● What the task requires: Return the entries that follow exactly, with no images.

Dataset entries:

Content starts

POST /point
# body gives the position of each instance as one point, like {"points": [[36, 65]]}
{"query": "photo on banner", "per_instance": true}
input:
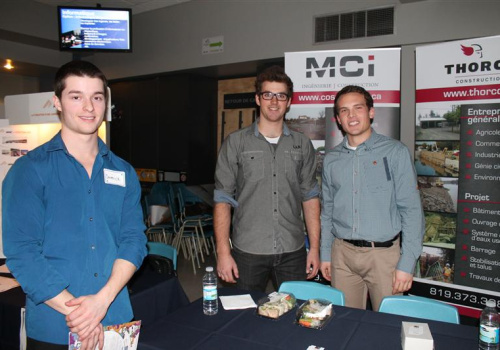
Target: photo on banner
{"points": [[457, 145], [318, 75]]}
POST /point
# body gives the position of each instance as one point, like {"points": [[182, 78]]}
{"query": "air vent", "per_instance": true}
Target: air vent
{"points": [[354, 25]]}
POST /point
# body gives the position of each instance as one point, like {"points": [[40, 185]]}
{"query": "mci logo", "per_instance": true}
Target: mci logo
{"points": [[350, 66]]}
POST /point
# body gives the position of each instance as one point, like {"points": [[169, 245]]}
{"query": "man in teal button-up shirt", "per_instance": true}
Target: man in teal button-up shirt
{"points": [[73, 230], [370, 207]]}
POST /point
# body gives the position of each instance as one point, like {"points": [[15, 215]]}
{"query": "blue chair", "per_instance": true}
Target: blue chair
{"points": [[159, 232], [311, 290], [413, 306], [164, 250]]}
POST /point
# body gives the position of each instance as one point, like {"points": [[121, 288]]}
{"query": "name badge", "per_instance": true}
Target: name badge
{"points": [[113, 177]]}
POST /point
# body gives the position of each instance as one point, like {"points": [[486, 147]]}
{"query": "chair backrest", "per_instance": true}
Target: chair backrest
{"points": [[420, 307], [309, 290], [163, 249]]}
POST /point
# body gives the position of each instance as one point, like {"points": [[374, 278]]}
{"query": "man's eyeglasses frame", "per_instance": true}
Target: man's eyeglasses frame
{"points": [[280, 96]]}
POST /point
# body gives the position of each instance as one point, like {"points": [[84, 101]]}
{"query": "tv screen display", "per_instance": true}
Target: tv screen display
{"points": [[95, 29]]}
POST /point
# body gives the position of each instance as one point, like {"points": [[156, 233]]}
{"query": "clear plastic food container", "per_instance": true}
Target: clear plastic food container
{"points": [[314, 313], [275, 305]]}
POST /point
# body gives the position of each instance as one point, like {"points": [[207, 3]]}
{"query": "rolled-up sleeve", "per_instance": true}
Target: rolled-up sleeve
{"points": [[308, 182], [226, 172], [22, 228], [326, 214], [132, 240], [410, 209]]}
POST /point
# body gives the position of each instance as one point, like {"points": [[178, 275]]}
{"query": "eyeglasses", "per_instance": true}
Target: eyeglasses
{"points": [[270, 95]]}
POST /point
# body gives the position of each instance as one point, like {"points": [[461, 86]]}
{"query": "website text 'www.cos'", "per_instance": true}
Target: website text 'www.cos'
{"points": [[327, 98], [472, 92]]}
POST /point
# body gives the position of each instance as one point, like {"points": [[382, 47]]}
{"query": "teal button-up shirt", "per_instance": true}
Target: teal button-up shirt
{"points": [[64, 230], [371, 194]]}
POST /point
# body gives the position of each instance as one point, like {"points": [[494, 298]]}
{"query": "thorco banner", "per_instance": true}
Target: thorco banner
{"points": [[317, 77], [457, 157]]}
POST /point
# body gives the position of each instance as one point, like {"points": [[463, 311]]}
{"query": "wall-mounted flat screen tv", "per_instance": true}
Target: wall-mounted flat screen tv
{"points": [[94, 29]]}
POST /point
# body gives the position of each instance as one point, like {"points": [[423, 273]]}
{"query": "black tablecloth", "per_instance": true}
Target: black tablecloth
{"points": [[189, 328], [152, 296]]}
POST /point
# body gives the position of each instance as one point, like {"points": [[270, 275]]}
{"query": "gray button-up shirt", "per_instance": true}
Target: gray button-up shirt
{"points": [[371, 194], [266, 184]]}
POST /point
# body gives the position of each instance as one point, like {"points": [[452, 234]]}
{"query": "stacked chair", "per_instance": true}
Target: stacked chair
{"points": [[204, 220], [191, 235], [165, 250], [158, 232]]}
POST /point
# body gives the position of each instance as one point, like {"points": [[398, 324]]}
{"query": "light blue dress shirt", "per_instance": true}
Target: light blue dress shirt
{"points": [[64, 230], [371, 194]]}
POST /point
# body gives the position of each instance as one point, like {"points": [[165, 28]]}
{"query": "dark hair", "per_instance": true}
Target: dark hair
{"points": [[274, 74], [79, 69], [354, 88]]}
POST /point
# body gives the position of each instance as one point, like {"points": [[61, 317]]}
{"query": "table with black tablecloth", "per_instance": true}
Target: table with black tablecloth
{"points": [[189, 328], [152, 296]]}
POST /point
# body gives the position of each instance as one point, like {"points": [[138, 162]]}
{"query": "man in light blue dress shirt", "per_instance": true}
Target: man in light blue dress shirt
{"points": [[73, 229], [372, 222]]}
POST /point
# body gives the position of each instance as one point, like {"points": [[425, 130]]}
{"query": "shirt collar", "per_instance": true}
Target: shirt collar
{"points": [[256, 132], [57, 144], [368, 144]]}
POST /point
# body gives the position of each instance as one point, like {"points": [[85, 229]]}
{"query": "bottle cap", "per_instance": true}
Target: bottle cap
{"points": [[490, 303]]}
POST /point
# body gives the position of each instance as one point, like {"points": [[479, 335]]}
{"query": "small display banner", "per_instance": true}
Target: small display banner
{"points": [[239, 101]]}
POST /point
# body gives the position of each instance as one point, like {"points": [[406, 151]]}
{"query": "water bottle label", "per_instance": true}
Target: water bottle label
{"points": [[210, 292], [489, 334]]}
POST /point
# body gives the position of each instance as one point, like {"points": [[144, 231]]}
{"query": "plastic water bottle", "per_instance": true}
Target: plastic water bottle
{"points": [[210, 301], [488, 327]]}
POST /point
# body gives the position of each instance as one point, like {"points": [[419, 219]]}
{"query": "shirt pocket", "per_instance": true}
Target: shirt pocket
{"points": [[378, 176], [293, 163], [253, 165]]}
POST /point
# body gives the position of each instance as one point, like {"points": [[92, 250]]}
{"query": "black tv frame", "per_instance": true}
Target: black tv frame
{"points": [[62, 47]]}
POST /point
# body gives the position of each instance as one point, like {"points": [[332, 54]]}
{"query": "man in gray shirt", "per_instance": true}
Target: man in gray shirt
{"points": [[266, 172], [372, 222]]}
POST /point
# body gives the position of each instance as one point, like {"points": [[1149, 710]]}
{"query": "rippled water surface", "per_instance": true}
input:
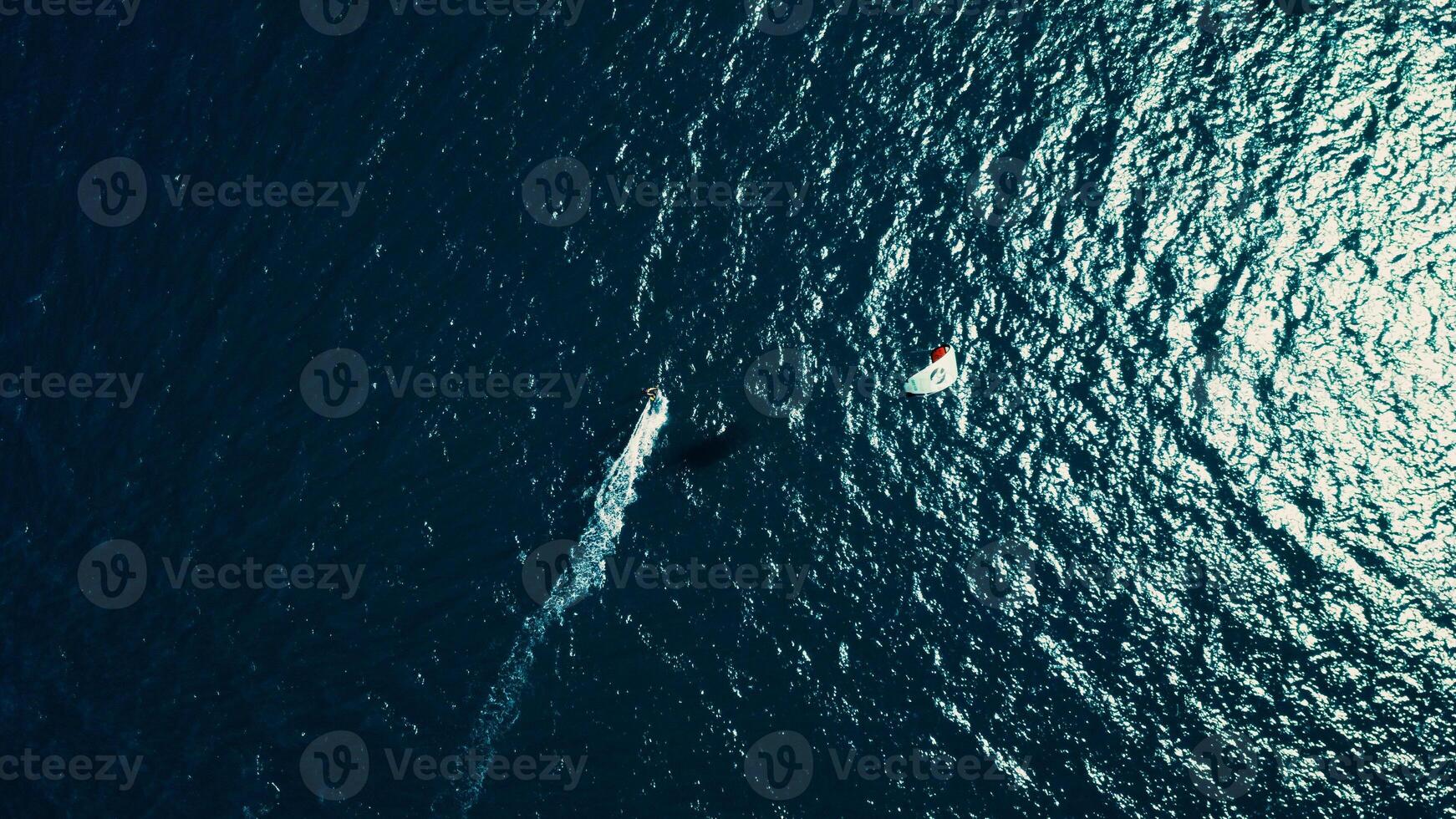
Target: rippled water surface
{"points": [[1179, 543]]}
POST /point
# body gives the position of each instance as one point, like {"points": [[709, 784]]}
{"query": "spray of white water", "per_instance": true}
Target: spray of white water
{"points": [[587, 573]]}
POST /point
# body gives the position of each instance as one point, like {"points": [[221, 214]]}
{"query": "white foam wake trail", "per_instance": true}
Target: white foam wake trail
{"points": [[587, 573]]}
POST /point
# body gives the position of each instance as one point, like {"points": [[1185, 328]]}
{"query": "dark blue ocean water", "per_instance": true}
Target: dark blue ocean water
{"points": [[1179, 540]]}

Content ends

● Worked solution:
POST /point
# body gives the position of each instance as one point, like {"points": [[36, 65]]}
{"query": "photo on banner", "per_instance": true}
input:
Target: photo on banner
{"points": [[457, 145], [318, 75]]}
POST /point
# body gives the position of each instance as one point, like {"points": [[182, 78]]}
{"query": "air vent", "per_instance": true}
Target: air vent
{"points": [[354, 25]]}
POST /point
# body gives the position of each instance as one point, like {"points": [[40, 185]]}
{"query": "mci logo", "per_instance": true}
Target: mci logo
{"points": [[350, 66]]}
POST /point
# body gives the position of each instance as one point, like {"points": [[169, 245]]}
{"query": "man in teal button-up shirt", "per_instance": true}
Target: man in teal button-up shirt
{"points": [[73, 230], [370, 207]]}
POST /point
# body gives the position of each instance as one point, like {"points": [[15, 215]]}
{"query": "blue chair", "per_instance": true}
Target: blue chair
{"points": [[159, 232], [311, 290], [413, 306], [164, 250]]}
POST /point
# body gives the position of each instance as one point, like {"points": [[121, 288]]}
{"query": "name badge", "per_instance": true}
Target: name badge
{"points": [[113, 177]]}
POST /point
# body gives the position of each instance as one point, like {"points": [[486, 147]]}
{"query": "chair backrest", "per_instance": true}
Target: chair backrest
{"points": [[420, 307], [309, 290], [163, 249]]}
POST /point
# body gives the position of each instance as one point, like {"points": [[374, 278]]}
{"query": "man's eyeglasses frame", "per_instance": true}
Target: man's eyeglasses frame
{"points": [[280, 96]]}
POST /point
# body gives the position of each instance as one point, like {"points": [[84, 101]]}
{"query": "tv screen display", "per_instance": true}
Target: tv screen display
{"points": [[95, 29]]}
POST /point
# body gives the position of each instance as one point, like {"points": [[156, 233]]}
{"query": "clear plastic food container", "per_instance": true}
Target: clear plastic food container
{"points": [[314, 313], [275, 305]]}
POST /point
# body gives the position of each instance as one point, like {"points": [[207, 3]]}
{"query": "rolled-up sleeve", "per_instance": true}
Target: rolled-up sleeve
{"points": [[308, 182], [226, 172], [22, 228], [326, 214], [132, 240], [410, 209]]}
POST /point
# body gives the position of each instance as one point, like {"points": [[178, 275]]}
{"query": "eyeglasses", "per_instance": true}
Target: eyeglasses
{"points": [[270, 95]]}
POST /point
# body gives the position of each instance as one point, like {"points": [[461, 86]]}
{"query": "website text 'www.cos'", "per_instance": true}
Target: website text 'www.cos'
{"points": [[327, 98], [472, 92]]}
POST /point
# body gives the position of each instance as one point, like {"points": [[382, 47]]}
{"query": "teal button-up shirt", "per_instance": true}
Target: teal button-up shirt
{"points": [[64, 230], [371, 194]]}
POST /point
# body gives the position of each instance as one point, like {"points": [[494, 298]]}
{"query": "thorco banner", "per_instance": true}
Target: thorco banner
{"points": [[317, 77], [457, 157]]}
POST /point
# body gives the position of each instance as one point, like {"points": [[463, 311]]}
{"query": "wall-mounted flat screen tv", "per_instance": true}
Target: wall-mounted flat screen tv
{"points": [[94, 29]]}
POST /point
# body gives the position of each instance as one point, like {"points": [[423, 273]]}
{"query": "black tablecloth", "per_instance": true}
Target: black tablecloth
{"points": [[189, 328], [152, 296]]}
POST /point
# body gives the position of each instance as one point, like {"points": [[270, 275]]}
{"query": "gray button-up shirt", "per_instance": true}
Target: gray button-up shirt
{"points": [[371, 194], [266, 184]]}
POST /point
# body gives the position of each instance as one point, like {"points": [[452, 234]]}
{"query": "stacked chair", "per_instance": true}
Target: stacked chair
{"points": [[204, 220], [191, 235], [165, 250], [158, 232]]}
POST /point
# body gives the position of each instance as one point, like {"points": [[398, 324]]}
{"query": "light blue dress shirt", "per_instance": true}
Target: light blue dress shirt
{"points": [[64, 230], [371, 194]]}
POST /point
# body gives the position of each instance as one point, like {"points": [[165, 28]]}
{"query": "dark hair", "per_instance": true}
Target: dark hair
{"points": [[274, 74], [79, 69], [354, 88]]}
POST /point
# body gives the position of each instance as one point, like {"points": [[61, 317]]}
{"query": "table with black tablecloth", "per_instance": true}
Target: table with black tablecloth
{"points": [[189, 328], [152, 296]]}
POST /point
# body gives the position of each instance as one point, like {"points": [[138, 162]]}
{"query": "man in light blue dress shirt", "per_instance": true}
Target: man in light blue dress shirt
{"points": [[73, 229], [372, 222]]}
POST /point
# body gives the position of each instance as one point, like {"points": [[425, 130]]}
{"query": "shirt collar", "per_instance": true}
Target: shirt collar
{"points": [[256, 132], [57, 144], [368, 144]]}
POST /point
# body gives the position of each instance as one point, like {"points": [[85, 229]]}
{"query": "bottle cap", "per_instance": true}
Target: bottle cap
{"points": [[490, 303]]}
POST /point
# body gives the position of each instance as one point, like {"points": [[479, 335]]}
{"query": "small display banner", "per_instance": true}
Target: small display banner
{"points": [[239, 101]]}
POST /point
# body gives the position of each instance as one point, like {"points": [[406, 151]]}
{"query": "water bottle label", "per_instance": true}
Target: water bottle label
{"points": [[210, 292], [489, 334]]}
POST /point
# body gives the position of each instance as one point, like {"points": [[144, 231]]}
{"query": "plastic water bottle", "per_instance": true}
Target: plastic water bottle
{"points": [[210, 301], [488, 327]]}
POST /point
# body gives the position of each instance as one point, like {"points": [[419, 219]]}
{"query": "shirt pocket", "per_instance": true}
Target: shirt pocket
{"points": [[378, 176], [293, 163], [253, 165]]}
POST /point
# body gives the position of each instance as one point, like {"points": [[92, 250]]}
{"query": "black tv frame", "per_instance": true}
Target: black tv frame
{"points": [[62, 47]]}
POST /point
# body gives the position of each instance as one point, like {"points": [[332, 54]]}
{"query": "man in gray shirt", "per_instance": true}
Target: man in gray shirt
{"points": [[266, 172], [372, 222]]}
POST /point
# body gives the position of each instance as one point, like {"points": [[1149, 710]]}
{"query": "rippled water surface", "per_instance": true}
input:
Target: rippled water surface
{"points": [[1179, 543]]}
POST /point
# body gives the position of each instance as one point, like {"points": [[709, 784]]}
{"query": "spray of white water", "per_instance": true}
Target: spray of white water
{"points": [[587, 573]]}
POST /point
# body gives the position of each instance as one point, like {"points": [[221, 214]]}
{"query": "white foam wake trail", "per_instance": true}
Target: white foam wake trail
{"points": [[587, 573]]}
POST /point
# body gives the position of each instance as one point, like {"points": [[1185, 328]]}
{"query": "dark blue ocean water", "per_instance": true}
Target: dark blue ocean water
{"points": [[1179, 540]]}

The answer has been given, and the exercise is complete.